[start of STORED RECORDS]

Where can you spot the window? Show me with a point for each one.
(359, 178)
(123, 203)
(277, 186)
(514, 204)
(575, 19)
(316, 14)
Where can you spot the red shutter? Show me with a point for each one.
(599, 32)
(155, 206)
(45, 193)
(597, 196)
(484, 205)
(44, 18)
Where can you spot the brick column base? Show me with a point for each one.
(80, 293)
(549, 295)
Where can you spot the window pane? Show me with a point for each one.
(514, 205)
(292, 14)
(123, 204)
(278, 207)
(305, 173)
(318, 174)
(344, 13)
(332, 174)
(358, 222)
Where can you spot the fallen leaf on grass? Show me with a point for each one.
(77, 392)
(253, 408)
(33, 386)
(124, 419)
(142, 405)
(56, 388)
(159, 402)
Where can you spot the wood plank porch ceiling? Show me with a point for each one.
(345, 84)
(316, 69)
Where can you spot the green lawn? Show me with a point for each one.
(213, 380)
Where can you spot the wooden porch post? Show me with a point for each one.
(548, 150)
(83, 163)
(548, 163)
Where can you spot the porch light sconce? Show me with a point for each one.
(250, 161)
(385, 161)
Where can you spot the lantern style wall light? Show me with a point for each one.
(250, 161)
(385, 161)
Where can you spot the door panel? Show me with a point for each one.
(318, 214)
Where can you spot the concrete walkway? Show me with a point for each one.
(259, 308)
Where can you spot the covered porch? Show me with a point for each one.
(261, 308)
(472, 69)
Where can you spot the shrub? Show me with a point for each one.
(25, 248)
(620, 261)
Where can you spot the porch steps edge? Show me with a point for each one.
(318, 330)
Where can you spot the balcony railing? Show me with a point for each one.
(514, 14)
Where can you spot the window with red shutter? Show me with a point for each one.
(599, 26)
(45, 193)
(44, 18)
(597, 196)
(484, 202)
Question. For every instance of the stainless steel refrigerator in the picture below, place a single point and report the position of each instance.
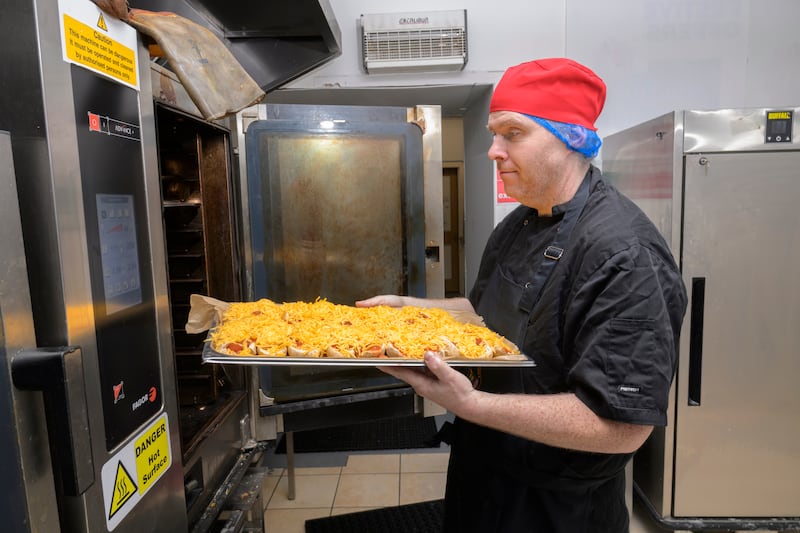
(723, 187)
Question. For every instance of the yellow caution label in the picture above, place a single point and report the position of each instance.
(135, 469)
(124, 489)
(97, 51)
(152, 454)
(101, 23)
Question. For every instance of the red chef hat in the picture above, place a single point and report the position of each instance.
(554, 89)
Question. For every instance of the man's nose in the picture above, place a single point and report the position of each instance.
(497, 150)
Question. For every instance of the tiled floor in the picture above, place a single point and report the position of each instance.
(362, 481)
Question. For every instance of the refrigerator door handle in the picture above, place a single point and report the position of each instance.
(58, 373)
(696, 340)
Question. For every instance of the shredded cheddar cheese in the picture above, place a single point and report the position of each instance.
(324, 329)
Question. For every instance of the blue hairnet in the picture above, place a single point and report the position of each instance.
(576, 137)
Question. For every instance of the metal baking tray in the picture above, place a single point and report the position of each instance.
(212, 356)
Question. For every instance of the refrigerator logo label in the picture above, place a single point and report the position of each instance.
(135, 469)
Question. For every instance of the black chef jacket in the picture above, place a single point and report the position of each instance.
(605, 328)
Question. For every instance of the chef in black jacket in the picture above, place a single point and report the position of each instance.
(581, 280)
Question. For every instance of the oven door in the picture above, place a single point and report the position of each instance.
(344, 203)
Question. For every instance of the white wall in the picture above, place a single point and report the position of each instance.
(654, 55)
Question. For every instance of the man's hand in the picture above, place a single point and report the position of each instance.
(438, 382)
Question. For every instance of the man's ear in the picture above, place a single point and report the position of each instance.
(576, 137)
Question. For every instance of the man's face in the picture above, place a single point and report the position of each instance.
(529, 159)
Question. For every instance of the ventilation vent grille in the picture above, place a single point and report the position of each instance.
(414, 42)
(419, 44)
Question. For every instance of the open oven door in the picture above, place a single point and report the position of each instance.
(341, 203)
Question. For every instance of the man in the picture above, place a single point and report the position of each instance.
(583, 283)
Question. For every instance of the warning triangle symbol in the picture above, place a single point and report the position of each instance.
(124, 489)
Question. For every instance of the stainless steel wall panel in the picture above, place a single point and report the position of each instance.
(733, 130)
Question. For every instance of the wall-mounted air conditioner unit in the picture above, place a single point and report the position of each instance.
(423, 41)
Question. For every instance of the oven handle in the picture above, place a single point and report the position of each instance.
(58, 373)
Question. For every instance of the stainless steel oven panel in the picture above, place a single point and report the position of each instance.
(30, 499)
(38, 108)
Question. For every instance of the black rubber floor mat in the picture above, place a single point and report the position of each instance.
(424, 517)
(400, 433)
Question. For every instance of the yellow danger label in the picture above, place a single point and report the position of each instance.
(88, 47)
(152, 454)
(124, 489)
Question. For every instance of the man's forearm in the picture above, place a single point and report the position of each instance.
(561, 420)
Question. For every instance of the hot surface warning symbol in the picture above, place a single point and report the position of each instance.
(135, 469)
(124, 489)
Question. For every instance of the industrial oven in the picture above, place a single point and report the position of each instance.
(119, 200)
(722, 186)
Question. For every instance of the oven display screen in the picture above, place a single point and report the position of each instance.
(118, 251)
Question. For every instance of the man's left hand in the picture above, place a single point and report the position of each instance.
(438, 382)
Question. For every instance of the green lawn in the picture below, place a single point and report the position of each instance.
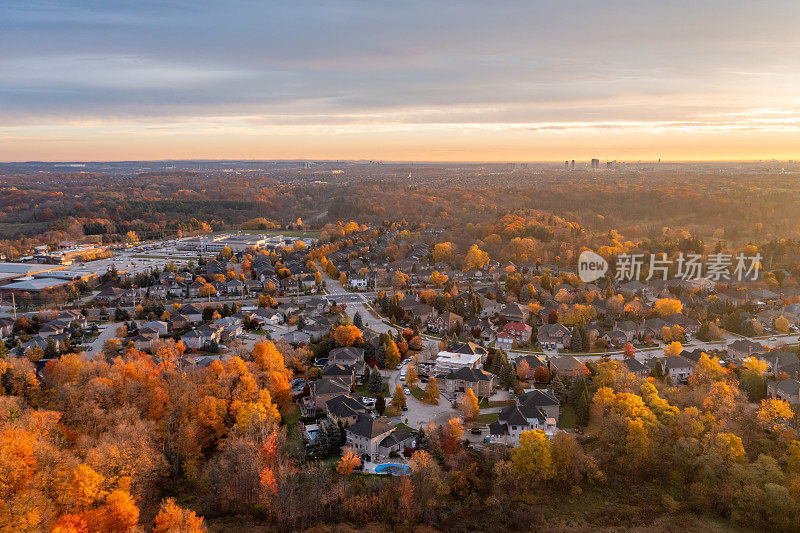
(291, 415)
(568, 418)
(363, 390)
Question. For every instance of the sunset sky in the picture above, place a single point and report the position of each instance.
(434, 80)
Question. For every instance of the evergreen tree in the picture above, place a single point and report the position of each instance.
(559, 390)
(586, 344)
(51, 350)
(582, 409)
(334, 440)
(381, 355)
(576, 344)
(380, 404)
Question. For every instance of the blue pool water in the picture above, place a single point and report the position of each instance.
(393, 468)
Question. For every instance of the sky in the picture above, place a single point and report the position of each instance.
(399, 80)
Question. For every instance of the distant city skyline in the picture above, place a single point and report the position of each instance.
(435, 81)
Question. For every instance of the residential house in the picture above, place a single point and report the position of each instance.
(462, 379)
(343, 373)
(375, 437)
(444, 322)
(447, 361)
(635, 367)
(515, 419)
(344, 408)
(678, 368)
(787, 390)
(515, 312)
(553, 336)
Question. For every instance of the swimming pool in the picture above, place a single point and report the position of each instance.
(394, 469)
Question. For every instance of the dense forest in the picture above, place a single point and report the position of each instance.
(107, 444)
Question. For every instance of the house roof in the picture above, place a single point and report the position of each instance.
(329, 386)
(471, 375)
(790, 387)
(344, 406)
(369, 427)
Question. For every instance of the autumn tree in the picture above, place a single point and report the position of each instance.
(668, 306)
(469, 405)
(628, 351)
(781, 325)
(411, 376)
(172, 518)
(774, 414)
(398, 398)
(348, 463)
(475, 258)
(347, 335)
(443, 252)
(532, 460)
(673, 348)
(392, 353)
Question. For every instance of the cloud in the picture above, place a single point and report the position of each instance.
(546, 66)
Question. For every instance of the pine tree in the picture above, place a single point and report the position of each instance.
(380, 405)
(587, 345)
(576, 343)
(334, 439)
(381, 355)
(375, 382)
(582, 409)
(559, 390)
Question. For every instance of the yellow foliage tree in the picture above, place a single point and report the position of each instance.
(171, 518)
(348, 463)
(398, 398)
(668, 306)
(469, 405)
(774, 414)
(532, 459)
(673, 348)
(476, 258)
(347, 335)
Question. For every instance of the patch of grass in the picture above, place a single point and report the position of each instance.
(568, 418)
(363, 390)
(291, 414)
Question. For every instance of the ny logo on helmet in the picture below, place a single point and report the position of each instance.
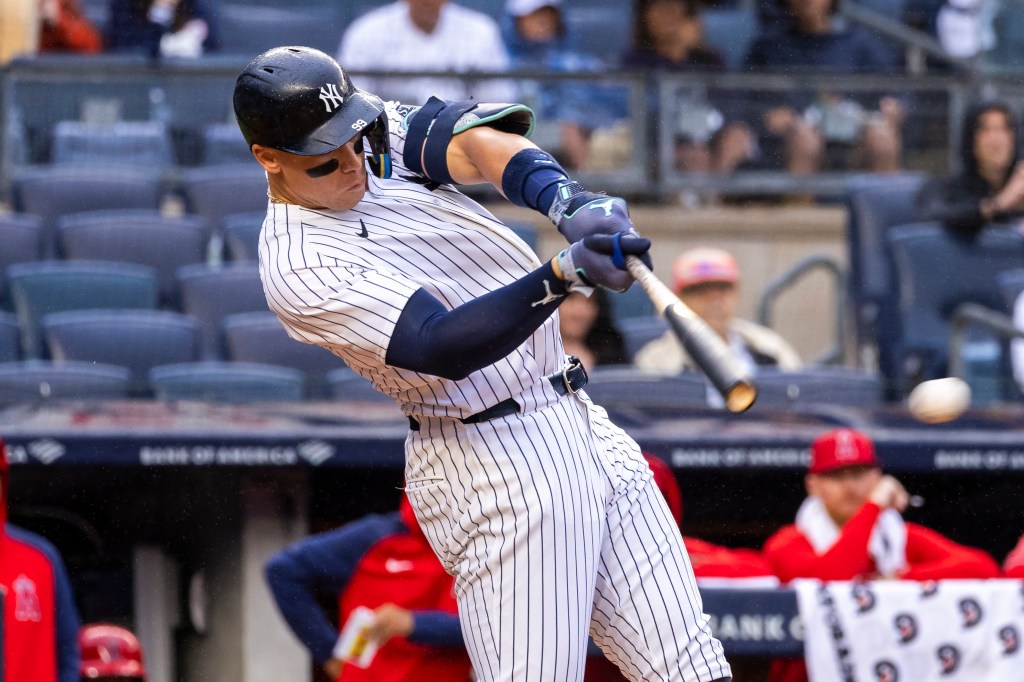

[end of STORED RECORDS]

THE REQUEST:
Pictures are excluded; output everything else in the data verbatim.

SOLVED PROBLEM:
Where can you spot the window? Show me with a point for each one.
(359, 178)
(123, 203)
(277, 186)
(514, 204)
(575, 19)
(316, 14)
Where can you spot the red shutter? Show me with a point for each one.
(599, 32)
(155, 206)
(45, 193)
(597, 196)
(484, 205)
(44, 18)
Where can you spot the brick column base? Show me with a point for each one.
(80, 293)
(549, 295)
Where can you spot the window pane? Show me with a point for each one.
(514, 205)
(292, 14)
(123, 204)
(278, 207)
(305, 173)
(318, 174)
(344, 13)
(332, 174)
(358, 222)
Where can you spot the fallen leaf on grass? Show me with a point for each one.
(77, 392)
(253, 408)
(33, 386)
(124, 419)
(142, 405)
(56, 388)
(159, 402)
Where can you spot the wood plank porch ceiling? Show me with a point for each one.
(345, 84)
(316, 69)
Where can you spot the green lawn? Show me with a point for each one.
(213, 380)
Where can you spot the wooden porch post? Show me with a point for each one.
(548, 150)
(83, 163)
(548, 163)
Where can you spot the porch light sconce? Show me with a point for each one.
(250, 161)
(385, 161)
Where can you spot the lantern style wall light? Show me with a point for each one.
(250, 161)
(385, 161)
Where can you spot the door panel? Show me with a point for each one.
(318, 214)
Where can you spot the concrete walkway? Show me with a point for each one.
(259, 308)
Where can you spot the covered porch? Show me with a point for each one.
(261, 308)
(472, 69)
Where can you spot the shrub? Show me with a point for each one.
(25, 248)
(620, 261)
Where can you spot the porch steps edge? Show me with a point for each one.
(318, 330)
Where can you spot the balcony railing? Show me with a point for each one.
(514, 14)
Where can you spot the window with red shutter? Show me with a point for each one.
(599, 26)
(45, 193)
(44, 18)
(597, 196)
(484, 202)
Question. For every instance of the stainless steel refrigerator in the picture below, place a single point and report the position of each instance.
(723, 187)
Question. For every instance of the yellow caution label in the picture above, place a single point and report the position of each instance.
(135, 469)
(124, 489)
(97, 51)
(152, 454)
(101, 23)
Question. For every instance of the red chef hat in the picture above, place a single point and report the position of each instance.
(554, 89)
Question. For every instance of the man's nose in the picture above, place a single point and report the position of each instance.
(497, 150)
Question. For every instance of the tiled floor in the picture above, place a single point and report the position of each instance.
(362, 481)
Question. For every instance of the refrigerator door handle in the picture above, place a single point and report the position of each instance.
(58, 373)
(696, 340)
Question. For every instance of the shredded cheddar cheese in the picture above, place a single point and report the position of each instance.
(324, 329)
Question. For every instance of the blue hairnet in the picture above, place a single point and report the position of each instance.
(576, 137)
Question. For every instance of the metal baking tray in the picture above, place a single point and report the position of each instance.
(212, 356)
Question. For every instance of the refrigerator logo label in the picture above, place a single point and report the position of each instance.
(135, 469)
Question. For every instance of the black chef jacket in the picture above, place a single point and report the position of each instance.
(605, 328)
Question. For every instance of the chef in black jacket in the picture above, place a single point and report the position of each instance.
(581, 280)
Question. For every instance of the oven door in the picture above, place a single point and report the position of each instance.
(344, 203)
Question. For every instance of the white wall in the picture above, place a single point and report the position of each instance.
(654, 55)
Question. For every instance of the man's hand in the picture above, place a single point and report the position of each instance.
(438, 382)
Question. For every instance of the man's ear in the picture above, place a single point and report the position of each instance.
(576, 137)
Question. For every instance of the man's face in the picture above, place a single point and report the position of each instance.
(529, 159)
Question. For every instance of the ventilation vent grille in the picture above, place a single point and report the position of each instance.
(414, 42)
(419, 44)
Question. For every instance of the open oven door in the picture above, place a single point and report the position of each instance.
(341, 203)
Question. For every instance of the man in the picture above, place a single point and report the position of each instance.
(583, 283)
Question. For every instance of the warning triangle symbol in the picture above, place a single point and report the position of each instance.
(124, 489)
Question. For every instance of the stainless steel wall panel in the picture above, place a single point and report the position of each instance.
(733, 130)
Question. For every instance of the wall-mounted air conditioner unit in the picture above, place a single point and report the position of each instance.
(423, 41)
Question. For every instance of the oven handle in the picture above, place a single point and report the position of each instance.
(58, 373)
Question. For every instance of the stainless steel oven panel in the picture above, place a single point and report the position of each instance.
(30, 499)
(38, 108)
Question. For every instance of the black rubber floor mat in the picture above, place a single point and report the position of each instance.
(424, 517)
(400, 433)
Question. For every instance of the yellow danger label in the picture above, place a single point and report the position of each instance.
(88, 47)
(152, 454)
(124, 489)
Question. For every instance of the man's forearm in the picture above, place a single point and report the position of each instance.
(561, 420)
Question. For every instance of the hot surface warning symbol in the picture above, place a single point and report the position of each instance.
(135, 469)
(124, 489)
Question. For every instance of the industrial oven in the picture above, place a single point and report the position of each instance.
(119, 200)
(722, 186)
Question. For every instance of the oven display screen in the picture above, place a single point and report the position of each instance.
(118, 251)
Question. For every instance of the man's left hand in the picture above, place a single point and report the position of each instance.
(438, 382)
Question. For every instance of the green lawn in the picture below, place a single point and report the position of each instance.
(291, 415)
(568, 418)
(363, 390)
Question. For every instance of the sunset sky in the picture above, place a single point and report the position of each instance.
(434, 80)
Question. For every instance of the evergreen tree in the picture above, place a single point and report the position of each instance.
(559, 390)
(586, 344)
(51, 350)
(582, 409)
(334, 440)
(381, 355)
(576, 344)
(380, 404)
Question. For every instance of the blue pool water in the picture above, place a single point and report the position of each instance.
(393, 468)
Question. For every instance of the sky in the picture above, place a single point and report the position of each instance.
(399, 80)
Question. For every instance of the distant city skyline in the picture above, place a single point and report the position of each instance.
(435, 81)
Question. For every instance of the residential house in the picture above, place a single point and report the position of each instance.
(462, 379)
(343, 373)
(375, 437)
(444, 322)
(447, 361)
(635, 367)
(515, 419)
(344, 408)
(678, 368)
(787, 390)
(515, 312)
(553, 336)
Question. For every instance of the swimming pool in the picture above, place a single point and report the position of each instance.
(394, 469)
Question. For every instance of the dense forest in the picture above, place a single point and report the position of each instance.
(107, 444)
Question. For every instance of the house roof in the picture above, place a single point and report the position of each instance.
(329, 386)
(471, 375)
(790, 387)
(344, 406)
(369, 427)
Question. For every instance of the autumn tree in the picture above, place a single point and report the position of each instance.
(668, 306)
(469, 405)
(628, 351)
(781, 325)
(411, 376)
(172, 518)
(774, 414)
(398, 398)
(348, 463)
(475, 258)
(347, 335)
(443, 252)
(532, 460)
(673, 348)
(392, 353)
Question. For every instance of the cloud in the picture above, place a single point and report the position of each instance.
(546, 66)
Question. For every instance of the pine tree in the picture above, place a single point and report the position of each instance.
(380, 405)
(587, 345)
(576, 343)
(334, 439)
(381, 355)
(375, 382)
(582, 409)
(559, 390)
Question. For every instance of the yellow foliage tree in the picture above, place a single point and report the position of each instance.
(171, 518)
(348, 463)
(398, 398)
(668, 306)
(469, 405)
(774, 414)
(532, 459)
(673, 348)
(476, 258)
(347, 335)
Question. For every instance of the patch of grass in the picture above, place a single point and report the position of each instance.
(568, 418)
(363, 390)
(291, 414)
Question. For every instance of the ny logo on helmet in the picture below, place a single point and report the position of each instance.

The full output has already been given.